Stated task :: Print all entries word for word.

Input data ::

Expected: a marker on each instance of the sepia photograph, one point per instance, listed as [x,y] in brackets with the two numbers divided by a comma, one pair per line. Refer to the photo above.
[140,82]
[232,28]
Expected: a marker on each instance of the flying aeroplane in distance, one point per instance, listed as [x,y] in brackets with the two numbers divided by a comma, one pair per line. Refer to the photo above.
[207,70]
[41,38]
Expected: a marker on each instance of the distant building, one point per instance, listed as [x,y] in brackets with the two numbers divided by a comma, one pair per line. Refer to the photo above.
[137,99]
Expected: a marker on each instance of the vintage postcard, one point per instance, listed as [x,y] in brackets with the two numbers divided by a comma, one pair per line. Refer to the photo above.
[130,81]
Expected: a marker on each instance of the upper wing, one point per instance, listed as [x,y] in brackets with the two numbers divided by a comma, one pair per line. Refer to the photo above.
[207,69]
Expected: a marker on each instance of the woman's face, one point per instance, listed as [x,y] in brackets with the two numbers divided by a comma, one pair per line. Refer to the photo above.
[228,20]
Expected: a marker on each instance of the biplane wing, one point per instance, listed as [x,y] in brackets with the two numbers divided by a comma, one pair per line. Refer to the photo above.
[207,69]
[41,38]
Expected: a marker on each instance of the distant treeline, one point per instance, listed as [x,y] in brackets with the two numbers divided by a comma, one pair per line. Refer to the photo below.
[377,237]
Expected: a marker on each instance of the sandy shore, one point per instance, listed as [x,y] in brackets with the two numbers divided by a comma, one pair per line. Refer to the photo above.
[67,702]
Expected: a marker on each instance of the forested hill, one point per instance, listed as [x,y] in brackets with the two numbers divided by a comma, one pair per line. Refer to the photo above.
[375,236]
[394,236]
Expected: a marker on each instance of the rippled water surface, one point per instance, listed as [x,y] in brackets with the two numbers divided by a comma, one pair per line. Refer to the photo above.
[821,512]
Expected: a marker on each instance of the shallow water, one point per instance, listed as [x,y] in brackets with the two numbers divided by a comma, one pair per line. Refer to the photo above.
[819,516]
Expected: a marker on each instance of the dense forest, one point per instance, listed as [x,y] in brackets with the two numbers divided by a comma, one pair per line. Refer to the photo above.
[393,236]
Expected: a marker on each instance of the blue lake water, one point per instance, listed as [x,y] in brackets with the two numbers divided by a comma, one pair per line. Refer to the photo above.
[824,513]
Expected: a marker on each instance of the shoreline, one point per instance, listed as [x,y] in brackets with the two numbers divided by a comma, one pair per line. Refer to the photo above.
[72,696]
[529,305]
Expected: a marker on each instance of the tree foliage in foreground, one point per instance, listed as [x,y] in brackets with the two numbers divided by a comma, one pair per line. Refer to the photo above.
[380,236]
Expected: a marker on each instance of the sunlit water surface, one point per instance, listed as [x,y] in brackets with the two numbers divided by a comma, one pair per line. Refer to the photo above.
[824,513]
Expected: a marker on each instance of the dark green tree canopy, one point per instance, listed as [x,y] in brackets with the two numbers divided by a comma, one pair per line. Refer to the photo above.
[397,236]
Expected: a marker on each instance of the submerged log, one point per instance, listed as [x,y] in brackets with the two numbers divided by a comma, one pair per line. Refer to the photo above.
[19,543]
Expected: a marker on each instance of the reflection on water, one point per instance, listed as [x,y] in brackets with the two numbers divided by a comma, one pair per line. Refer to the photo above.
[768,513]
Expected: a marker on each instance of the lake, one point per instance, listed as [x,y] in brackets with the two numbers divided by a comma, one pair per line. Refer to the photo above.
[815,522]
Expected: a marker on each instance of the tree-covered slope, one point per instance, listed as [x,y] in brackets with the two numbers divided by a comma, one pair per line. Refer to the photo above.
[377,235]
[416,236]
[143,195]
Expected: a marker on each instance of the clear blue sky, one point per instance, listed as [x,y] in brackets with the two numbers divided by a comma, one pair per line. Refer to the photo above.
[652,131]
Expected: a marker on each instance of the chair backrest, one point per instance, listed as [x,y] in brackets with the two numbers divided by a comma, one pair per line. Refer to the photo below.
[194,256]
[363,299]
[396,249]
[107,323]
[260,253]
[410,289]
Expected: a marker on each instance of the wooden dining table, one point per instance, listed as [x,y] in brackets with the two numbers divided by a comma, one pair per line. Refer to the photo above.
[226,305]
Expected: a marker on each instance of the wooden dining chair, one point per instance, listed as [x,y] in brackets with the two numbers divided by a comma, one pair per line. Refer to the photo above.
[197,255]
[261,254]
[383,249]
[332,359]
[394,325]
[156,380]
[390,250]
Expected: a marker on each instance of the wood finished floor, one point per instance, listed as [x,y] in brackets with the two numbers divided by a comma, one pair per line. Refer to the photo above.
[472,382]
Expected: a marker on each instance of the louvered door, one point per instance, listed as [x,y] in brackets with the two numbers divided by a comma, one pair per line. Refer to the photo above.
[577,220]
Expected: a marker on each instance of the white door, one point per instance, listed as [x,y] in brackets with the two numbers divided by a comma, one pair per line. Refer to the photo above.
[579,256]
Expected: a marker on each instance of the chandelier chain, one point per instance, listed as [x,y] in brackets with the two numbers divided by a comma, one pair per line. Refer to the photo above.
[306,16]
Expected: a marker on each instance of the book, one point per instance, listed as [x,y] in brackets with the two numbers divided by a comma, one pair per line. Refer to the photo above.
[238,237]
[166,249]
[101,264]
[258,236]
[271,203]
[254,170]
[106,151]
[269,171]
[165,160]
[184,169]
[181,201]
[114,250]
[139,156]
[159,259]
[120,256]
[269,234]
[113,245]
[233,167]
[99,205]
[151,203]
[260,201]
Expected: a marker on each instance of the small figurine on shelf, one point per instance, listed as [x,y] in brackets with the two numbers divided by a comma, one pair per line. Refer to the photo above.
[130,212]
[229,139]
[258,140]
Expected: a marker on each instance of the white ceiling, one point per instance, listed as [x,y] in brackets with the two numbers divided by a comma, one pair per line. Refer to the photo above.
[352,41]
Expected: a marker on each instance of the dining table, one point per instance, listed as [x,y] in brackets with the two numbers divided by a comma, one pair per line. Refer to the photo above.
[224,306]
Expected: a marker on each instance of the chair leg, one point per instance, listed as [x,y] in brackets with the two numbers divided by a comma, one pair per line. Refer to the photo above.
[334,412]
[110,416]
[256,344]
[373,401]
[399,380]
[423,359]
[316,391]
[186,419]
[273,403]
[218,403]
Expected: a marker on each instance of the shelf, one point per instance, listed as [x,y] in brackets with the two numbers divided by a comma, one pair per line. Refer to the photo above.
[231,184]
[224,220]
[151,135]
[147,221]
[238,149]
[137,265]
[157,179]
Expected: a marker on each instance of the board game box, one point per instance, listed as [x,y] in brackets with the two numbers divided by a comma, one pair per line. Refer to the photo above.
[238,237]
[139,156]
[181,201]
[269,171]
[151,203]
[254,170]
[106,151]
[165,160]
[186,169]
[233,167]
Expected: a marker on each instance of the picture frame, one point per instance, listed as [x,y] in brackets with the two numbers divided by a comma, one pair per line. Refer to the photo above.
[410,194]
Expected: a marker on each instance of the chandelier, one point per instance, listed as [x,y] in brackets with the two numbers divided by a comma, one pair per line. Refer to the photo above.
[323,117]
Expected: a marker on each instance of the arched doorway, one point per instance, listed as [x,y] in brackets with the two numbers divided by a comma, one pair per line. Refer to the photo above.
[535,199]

Output of the exercise ::
Expected: a marker on each instance of the sepia photograph, one point per instance, listed as [x,y] in brackets with the two numbers divided by a comma, one pair per line. Refer to the photo above.
[140,82]
[232,28]
Expected: a marker on each instance of the flying aeroplane in distance, one point per instance, listed as [x,y] in brackets with the two numbers divided by a comma, one pair per line. Refer to the photo above.
[207,70]
[41,38]
Expected: a marker on each instance of the distant building, one point per instance, listed as [x,y] in brackets with the two numbers divided by a comma, one pair per line. Refer to the photo above.
[137,99]
Expected: a marker on each instance of the vintage postcard, one point per instance, listed as [x,y] in brackets with the two numbers divided by a comma, one pair per line. Refer to the photo above.
[130,81]
Expected: a marker on each instance of the upper wing, one point per instance, listed as [x,y] in brackets with the two numbers divided by a comma, one pair per line. Refer to the photo above.
[207,69]
Expected: a marker on each instance of the woman's face, one point per instance, listed as [x,y] in brackets with the two numbers divided by a comma, one pair per line. Refer to the photo above.
[228,20]
Expected: a marker on each instance of the biplane wing, one point per instance, listed as [x,y] in brackets with the two numbers divided by a comma, one pair per line. Refer to the photo above.
[207,69]
[41,38]
Expected: a marker on each instance of the distant treeline, one point per instance, listed as [x,y] in brackets with the two numbers divided by a comma, one pair per line. Refer to the photo below.
[377,237]
Expected: a marker on each instance of the sandy shore, one point per instance, listed as [x,y] in brackets with the two numbers divided by a comma, one pair per line. Refer to the photo above.
[67,702]
Expected: a marker on each instance of the forested hill, one point per instance, listed as [x,y] in brackets with the two numbers divided by a comma, one pair per line. Refer to the photo above.
[375,236]
[394,236]
Expected: a marker on each instance of the rippled water surface, one point per instance, listed as [x,y] in brackets with the two numbers divided by a comma, one pair per line. Refer to the photo above.
[821,512]
Expected: a marker on each instance of the shallow water, one point per instance, listed as [x,y] in brackets with the two numbers divided by a comma, one pair per line. Refer to the photo above.
[819,516]
Expected: a marker on each instance of the dense forest, one point per instance, listed as [x,y] in brackets with the two numbers divided by a comma, one pair per line. Refer to the photo above.
[393,236]
Expected: a marker on each instance of the blue lake water, one point per instance, listed as [x,y] in brackets with the two numbers divided by a comma, one pair per line. Refer to the photo above.
[824,513]
Expected: a marker on each instance of the shoreline, one point per instance, listed as [x,y] in brackets with the two numbers divided by a comma, one pair per line. Refer to the photo above.
[72,696]
[529,305]
Expected: a marker on each instance of the tree foliage in foreground, one point per instance, listed as [x,y] in brackets with the two numbers divided by a comma, one pair per line. Refer to the photo above.
[380,236]
Expected: a marker on each instance of the sunlit water surface, one point per instance, listed as [x,y] in brackets with the two numbers divided by a comma, one pair per line. Refer to the photo above.
[824,513]
Expected: a marker on each instance of the dark green tree canopy, one point per instance, listed as [x,y] in brackets with the two numbers divided by a comma, one pair per line. Refer to the photo above.
[397,236]
Expected: a marker on each instance of the submerged log, one point per instance, listed as [x,y] in brackets with the two numbers divided by a comma, one pair per line. Refer to the photo above.
[19,543]
Expected: a marker on each instance of the reflection on water, one point per instance, listed as [x,y] in brackets with the two numbers divided by a comma, one pair per line. Refer to the photo above.
[768,513]
Expected: a marker on each instance of the lake, one point per instance, listed as [x,y] in brackets with the two numbers divided by a comma, one pair per line. Refer to the photo above.
[815,522]
Expected: a marker on each instance of the tree-covered slope, one point per instance, listed as [x,y] in brackets with the two numbers divided by a comma, one pair per line. Refer to the photo above.
[377,235]
[416,236]
[143,195]
Expected: a marker on each instance of the clear blue sky, one point per instance, listed as [x,y] in brackets with the two numbers divided by a comma, one pair per line. Refer to the photo above.
[652,131]
Expected: a marker on each instance of the chair backrest, one point per instance, listed as [x,y] in brackets with the two numbers divided by a comma, one pair per line. Refer to the photo below.
[194,256]
[363,299]
[396,249]
[107,323]
[260,253]
[410,289]
Expected: a marker on each instance of the wooden dining table, one point per instance, listed as [x,y] in brackets with the two numbers divided by a comma, one pair per line. Refer to the photo above.
[226,305]
Expected: a marker on each instance of the wooden dining chair, one point per instance, listed as [x,y] in brackets with the two numbers divided by a comma, one pair per line. Refer to the photo above.
[197,255]
[261,254]
[383,249]
[332,359]
[394,325]
[156,380]
[390,250]
Expected: a marker on each instance of the wood finished floor, one point per instance, listed as [x,y] in brackets with the two numbers divided by a comma, one pair per line. Refer to the photo above.
[472,382]
Expected: a marker on each instance of the louvered door, one point per instance, listed as [x,y] in brackets with the two numbers divided by a comma, one pair per line. Refer to the photo above.
[577,220]
Expected: a marker on each instance of the white door, one point per instance, listed as [x,y] in brackets with the two numbers divided by a comma, one pair per line. Refer to the photo above.
[579,256]
Expected: a marker on each instance of the chandelier chain, one point per instance, listed as [x,y] in brackets with the two numbers divided by a comma, one pair per line. Refer to the photo above.
[306,16]
Expected: a marker on each instance of the book, one point per instance, listed as [x,y] in brackets with the two numbers divided by a comma, one pair per line. Refer to the photo above.
[238,237]
[166,249]
[101,264]
[258,236]
[271,203]
[254,170]
[106,151]
[269,171]
[165,160]
[184,169]
[181,201]
[114,250]
[139,156]
[159,259]
[120,256]
[269,234]
[113,245]
[233,167]
[99,205]
[151,203]
[260,201]
Expected: a marker on each instance of the small figurine on shelf, one point per instance, listed as [x,y] in brackets with the two numbers divided by a comma, one pair per line. Refer to the photo above.
[130,212]
[229,139]
[258,140]
Expected: a marker on each instance of the white ceiling, one point per instance, listed as [x,y] in brackets with the two numbers divided by a comma, one pair per line. Refer to the photo above.
[352,41]
Expected: a marker on each instance of the dining table, one point per instance, listed as [x,y] in brackets with the two numbers divided by a comma, one pair per line. Refer to the photo above.
[224,306]
Expected: a marker on each instance of the chair leg, one point per instance, listed as [x,y] in brackets with the two numbers divided by a comma, one pair per line. Refer to the photo above.
[334,412]
[110,416]
[256,344]
[373,401]
[399,380]
[423,359]
[316,391]
[186,419]
[273,403]
[218,403]
Expected: a marker on each instance of the shelf, one point per instance, listed as [x,y] in brackets with the two numbers divided by a comma, one pair per line. Refer to the photo above.
[231,184]
[224,220]
[151,135]
[147,221]
[238,149]
[137,265]
[157,179]
Expected: a marker on each instance of the board game box, one point per instance, listed as [x,y] in brackets with the two numbers divided by a comma, one pair per line. Refer to the photo above.
[238,237]
[139,156]
[181,201]
[269,171]
[151,203]
[254,170]
[106,151]
[165,160]
[186,169]
[233,167]
Expected: a marker on each instance of the picture frame, one point per instance, listed as [x,y] in brackets with the two numbers divided by a comma, one pair per line. Refer to the photo above.
[410,194]
Expected: a marker on each instance of the chandelier, one point per instance, listed as [x,y] in brackets with the two numbers divided by a comma, one pair per line. Refer to the photo above.
[323,117]
Expected: a marker on each instance of the arched doorway, one point per instance, listed as [x,y] in brackets with the two numbers divided by a comma, one pair per line. Refer to the photo above.
[535,199]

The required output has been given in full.